▶ TASK MATERIAL:
● ● ●

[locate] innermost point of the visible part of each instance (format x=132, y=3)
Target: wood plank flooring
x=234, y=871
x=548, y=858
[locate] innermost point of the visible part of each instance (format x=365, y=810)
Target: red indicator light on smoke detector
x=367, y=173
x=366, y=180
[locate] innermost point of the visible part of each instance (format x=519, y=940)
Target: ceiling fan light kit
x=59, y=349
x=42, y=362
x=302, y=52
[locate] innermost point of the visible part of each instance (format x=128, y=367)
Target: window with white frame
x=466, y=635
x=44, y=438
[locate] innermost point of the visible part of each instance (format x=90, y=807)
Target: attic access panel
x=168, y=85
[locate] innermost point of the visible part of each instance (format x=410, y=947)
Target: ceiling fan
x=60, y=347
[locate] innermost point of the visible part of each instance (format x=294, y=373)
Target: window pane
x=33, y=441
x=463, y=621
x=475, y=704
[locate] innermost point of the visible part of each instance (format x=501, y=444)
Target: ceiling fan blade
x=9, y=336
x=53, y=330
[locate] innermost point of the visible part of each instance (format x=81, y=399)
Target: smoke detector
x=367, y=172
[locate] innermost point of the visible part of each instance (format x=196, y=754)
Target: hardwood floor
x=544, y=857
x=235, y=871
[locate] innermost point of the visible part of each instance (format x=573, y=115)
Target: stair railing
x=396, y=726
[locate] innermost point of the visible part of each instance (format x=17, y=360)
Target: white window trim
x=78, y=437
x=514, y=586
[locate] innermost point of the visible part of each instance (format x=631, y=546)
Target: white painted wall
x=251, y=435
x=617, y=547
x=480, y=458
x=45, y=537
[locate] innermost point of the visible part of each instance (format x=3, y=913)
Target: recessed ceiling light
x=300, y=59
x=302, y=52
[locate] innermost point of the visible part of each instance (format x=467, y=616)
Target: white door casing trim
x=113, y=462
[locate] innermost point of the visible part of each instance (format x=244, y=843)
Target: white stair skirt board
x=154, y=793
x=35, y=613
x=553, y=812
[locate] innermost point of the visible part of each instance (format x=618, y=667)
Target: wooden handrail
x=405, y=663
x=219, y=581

● ● ●

Repeat, exactly and only, the lines above from the one containing "Target: smoke detector" through the end of the material.

▶ SOLUTION:
Target: smoke detector
x=367, y=172
[locate] innermost point of the visible part of each instance (format x=196, y=754)
Target: hardwood floor
x=544, y=857
x=235, y=871
[locate] innermost point of the visible part of each instance (format x=573, y=115)
Target: stair railing
x=396, y=726
[locate] innermost point of the visible part of each instance (format x=17, y=360)
Target: white window trim
x=78, y=437
x=514, y=586
[locate] innermost point of the visible part of each instance (format x=631, y=546)
Target: white painted wall
x=251, y=435
x=617, y=547
x=480, y=458
x=45, y=537
[locate] innermost point of the visible part of each instance (format x=3, y=913)
Target: recessed ceiling light
x=300, y=59
x=302, y=52
[locate] innermost point of the visible part of each instance (format x=467, y=616)
Target: white door casing trim
x=113, y=462
[locate] innermost point of the visible part of each instance (format x=244, y=843)
Target: white stair skirt board
x=154, y=793
x=35, y=613
x=553, y=812
[locate] innermost point of the visible part of each instance (format x=618, y=667)
Target: wooden handrail
x=405, y=663
x=219, y=581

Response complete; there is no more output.